(Items listed in a dataset)

┄┄┄┄┄┄

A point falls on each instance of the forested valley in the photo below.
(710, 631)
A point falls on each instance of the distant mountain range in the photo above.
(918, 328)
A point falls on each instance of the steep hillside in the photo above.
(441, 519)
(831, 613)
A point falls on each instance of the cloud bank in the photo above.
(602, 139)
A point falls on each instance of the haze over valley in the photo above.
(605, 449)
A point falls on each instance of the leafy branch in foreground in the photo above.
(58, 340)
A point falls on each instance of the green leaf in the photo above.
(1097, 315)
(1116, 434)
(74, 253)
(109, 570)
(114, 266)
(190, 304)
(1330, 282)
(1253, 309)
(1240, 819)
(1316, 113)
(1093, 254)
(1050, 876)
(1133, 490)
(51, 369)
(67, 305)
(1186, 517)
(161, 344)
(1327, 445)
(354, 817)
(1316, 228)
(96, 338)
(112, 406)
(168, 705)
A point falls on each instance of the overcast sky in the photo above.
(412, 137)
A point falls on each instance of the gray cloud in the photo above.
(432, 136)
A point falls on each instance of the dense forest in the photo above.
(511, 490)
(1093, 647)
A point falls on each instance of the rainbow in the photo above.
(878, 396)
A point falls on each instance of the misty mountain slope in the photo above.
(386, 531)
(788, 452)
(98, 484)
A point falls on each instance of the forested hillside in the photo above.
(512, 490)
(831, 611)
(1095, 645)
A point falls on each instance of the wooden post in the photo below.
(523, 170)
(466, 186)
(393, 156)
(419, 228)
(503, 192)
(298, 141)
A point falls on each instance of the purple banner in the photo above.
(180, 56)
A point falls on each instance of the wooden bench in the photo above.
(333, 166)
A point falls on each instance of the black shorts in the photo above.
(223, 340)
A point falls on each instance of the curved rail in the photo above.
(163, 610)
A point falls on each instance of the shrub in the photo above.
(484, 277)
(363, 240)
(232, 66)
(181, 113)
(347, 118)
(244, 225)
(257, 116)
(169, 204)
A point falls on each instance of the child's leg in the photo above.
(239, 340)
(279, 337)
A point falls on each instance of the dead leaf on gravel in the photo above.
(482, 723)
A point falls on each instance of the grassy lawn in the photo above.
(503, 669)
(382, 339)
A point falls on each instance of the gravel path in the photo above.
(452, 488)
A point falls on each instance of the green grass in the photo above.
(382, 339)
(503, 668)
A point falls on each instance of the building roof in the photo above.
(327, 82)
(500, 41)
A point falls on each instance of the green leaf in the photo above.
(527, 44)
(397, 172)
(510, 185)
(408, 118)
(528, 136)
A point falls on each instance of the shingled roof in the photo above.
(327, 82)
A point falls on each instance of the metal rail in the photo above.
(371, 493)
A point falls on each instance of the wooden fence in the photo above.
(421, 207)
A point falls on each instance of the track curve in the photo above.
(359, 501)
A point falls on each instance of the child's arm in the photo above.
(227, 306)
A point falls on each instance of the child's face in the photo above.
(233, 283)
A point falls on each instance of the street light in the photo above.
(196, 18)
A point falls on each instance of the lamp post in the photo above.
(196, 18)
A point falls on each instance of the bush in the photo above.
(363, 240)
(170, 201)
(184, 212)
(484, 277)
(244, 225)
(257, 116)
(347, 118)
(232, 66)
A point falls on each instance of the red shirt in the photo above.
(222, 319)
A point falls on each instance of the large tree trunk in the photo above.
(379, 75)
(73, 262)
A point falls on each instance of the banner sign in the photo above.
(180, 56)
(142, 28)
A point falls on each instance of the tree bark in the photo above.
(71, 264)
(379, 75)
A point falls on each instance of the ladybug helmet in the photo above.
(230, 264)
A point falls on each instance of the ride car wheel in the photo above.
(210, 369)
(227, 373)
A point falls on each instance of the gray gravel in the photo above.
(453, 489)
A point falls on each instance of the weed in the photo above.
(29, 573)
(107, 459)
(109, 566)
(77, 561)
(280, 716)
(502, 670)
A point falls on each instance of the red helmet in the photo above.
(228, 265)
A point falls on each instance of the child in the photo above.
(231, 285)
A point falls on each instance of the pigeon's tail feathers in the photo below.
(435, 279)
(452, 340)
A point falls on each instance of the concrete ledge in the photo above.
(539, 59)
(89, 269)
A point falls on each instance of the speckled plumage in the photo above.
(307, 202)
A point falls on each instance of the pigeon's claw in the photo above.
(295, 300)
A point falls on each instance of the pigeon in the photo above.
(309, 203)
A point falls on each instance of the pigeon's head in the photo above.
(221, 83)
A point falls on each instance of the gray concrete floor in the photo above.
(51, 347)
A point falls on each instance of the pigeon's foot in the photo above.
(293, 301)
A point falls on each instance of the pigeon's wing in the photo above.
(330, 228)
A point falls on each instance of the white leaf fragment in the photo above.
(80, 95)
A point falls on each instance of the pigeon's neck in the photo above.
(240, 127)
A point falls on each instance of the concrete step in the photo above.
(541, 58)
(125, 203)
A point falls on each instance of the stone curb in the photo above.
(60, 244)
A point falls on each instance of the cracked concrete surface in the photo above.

┄┄┄┄┄┄

Given exercise: Reproduce, word for word, the part of the entries above that opens with the line containing "A point falls on each instance of the pigeon's foot" and runs through the end of the entries.

Result for this task:
A point falls on each instance of the pigeon's foot in the photo above.
(293, 301)
A point falls on each instance of the pigeon's wing in the photo above.
(330, 228)
A point falls on each instance of the white leaf fragment in the photo above.
(80, 95)
A point falls on each instance of the pigeon's neck in the photo above.
(240, 127)
A point falls on each instance of the concrete step in the photo above.
(541, 58)
(125, 203)
A point falls on each instance of the stone curb in the photo above.
(60, 244)
A point falls on each instance of the cracked concrete surface in the photo above.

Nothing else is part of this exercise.